* _EXERCISE OBJECTIVE_
Transcribe the items word for word, beginning with the line that contains "the firefighter helmet" and continuing through the final line of the items.

* _RECORDS PROVIDED_
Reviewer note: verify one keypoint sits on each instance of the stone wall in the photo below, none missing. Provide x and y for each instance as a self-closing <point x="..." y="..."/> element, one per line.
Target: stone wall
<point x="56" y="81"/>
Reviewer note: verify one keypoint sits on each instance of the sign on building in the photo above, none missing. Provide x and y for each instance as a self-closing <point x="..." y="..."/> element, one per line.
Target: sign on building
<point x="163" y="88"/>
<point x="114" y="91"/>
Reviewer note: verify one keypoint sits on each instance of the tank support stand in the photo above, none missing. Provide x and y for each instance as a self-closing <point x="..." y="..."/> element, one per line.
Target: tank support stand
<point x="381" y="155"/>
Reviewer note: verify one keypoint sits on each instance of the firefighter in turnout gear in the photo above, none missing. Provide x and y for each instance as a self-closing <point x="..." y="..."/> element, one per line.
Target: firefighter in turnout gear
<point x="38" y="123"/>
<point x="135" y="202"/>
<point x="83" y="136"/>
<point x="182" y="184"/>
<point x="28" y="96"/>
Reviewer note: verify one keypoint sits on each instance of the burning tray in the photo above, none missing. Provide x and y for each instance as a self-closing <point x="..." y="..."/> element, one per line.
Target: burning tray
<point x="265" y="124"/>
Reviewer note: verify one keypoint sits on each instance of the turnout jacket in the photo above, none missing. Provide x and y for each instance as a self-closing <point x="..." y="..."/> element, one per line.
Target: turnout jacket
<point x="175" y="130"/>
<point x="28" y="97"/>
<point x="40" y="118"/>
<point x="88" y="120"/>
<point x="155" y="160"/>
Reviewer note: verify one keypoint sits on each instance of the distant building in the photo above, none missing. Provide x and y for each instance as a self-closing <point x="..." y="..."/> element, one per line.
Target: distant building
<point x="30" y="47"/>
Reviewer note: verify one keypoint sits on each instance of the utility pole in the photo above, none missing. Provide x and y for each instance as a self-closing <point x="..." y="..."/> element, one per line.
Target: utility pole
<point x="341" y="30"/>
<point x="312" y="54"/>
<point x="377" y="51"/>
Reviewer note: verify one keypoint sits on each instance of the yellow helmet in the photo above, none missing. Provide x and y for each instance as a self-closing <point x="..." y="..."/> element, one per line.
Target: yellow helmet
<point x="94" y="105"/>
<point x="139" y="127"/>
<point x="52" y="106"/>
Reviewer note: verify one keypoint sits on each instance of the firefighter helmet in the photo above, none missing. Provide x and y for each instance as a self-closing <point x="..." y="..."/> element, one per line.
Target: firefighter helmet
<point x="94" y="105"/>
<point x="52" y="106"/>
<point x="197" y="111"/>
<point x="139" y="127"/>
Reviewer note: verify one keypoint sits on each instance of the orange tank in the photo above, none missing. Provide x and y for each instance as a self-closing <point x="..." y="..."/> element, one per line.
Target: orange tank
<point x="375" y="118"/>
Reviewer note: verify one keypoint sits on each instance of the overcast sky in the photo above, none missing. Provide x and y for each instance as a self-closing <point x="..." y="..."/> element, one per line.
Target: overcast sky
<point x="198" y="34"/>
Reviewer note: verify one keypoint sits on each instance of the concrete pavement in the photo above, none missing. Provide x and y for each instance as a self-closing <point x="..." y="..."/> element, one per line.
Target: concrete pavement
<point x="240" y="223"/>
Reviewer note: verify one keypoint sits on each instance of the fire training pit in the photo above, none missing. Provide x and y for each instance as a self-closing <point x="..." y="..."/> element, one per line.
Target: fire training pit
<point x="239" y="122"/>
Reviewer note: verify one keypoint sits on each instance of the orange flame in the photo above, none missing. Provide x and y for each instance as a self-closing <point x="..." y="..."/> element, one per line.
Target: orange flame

* _TASK SOLUTION_
Reviewer note: verify one keypoint sits on each instance of the firefighter helmet in the photo above, none missing. Provide x and y for each instance as a self-closing <point x="..." y="..."/> element, one per line.
Target: firefighter helmet
<point x="94" y="105"/>
<point x="52" y="106"/>
<point x="197" y="111"/>
<point x="139" y="127"/>
Reviewer note: verify one keypoint sits on each instance of the orange tank in the photo above, none missing. Provide x and y for each instance as a self-closing <point x="..." y="..."/> element, one per line.
Target: orange tank
<point x="375" y="118"/>
Reviewer note: verify one keypoint sits on each instance of the overcast sky in the photo above, none missing. Provide x and y for each instance as a self-closing <point x="..." y="..."/> element, one per line.
Target: overcast sky
<point x="198" y="34"/>
Reviewer note: verify one keypoint sits on each instance of the concrete pavement in the photo above, none missing. Provide x and y for each instance as a self-closing <point x="..." y="..."/> element, one per line.
Target: concrete pavement
<point x="240" y="223"/>
Reviewer note: verify one keypoint sits on each instance of the fire training pit in the photo above, none missing. Provide x and y for each instance as a self-closing <point x="..." y="..."/> element, one per line.
Target: fire training pit
<point x="239" y="122"/>
Reviewer note: verify one keypoint sits on each instance of the orange flame in the photo above, none missing. Provide x and y for each instance as a self-closing <point x="..." y="..."/> element, one per line.
Target: orange flame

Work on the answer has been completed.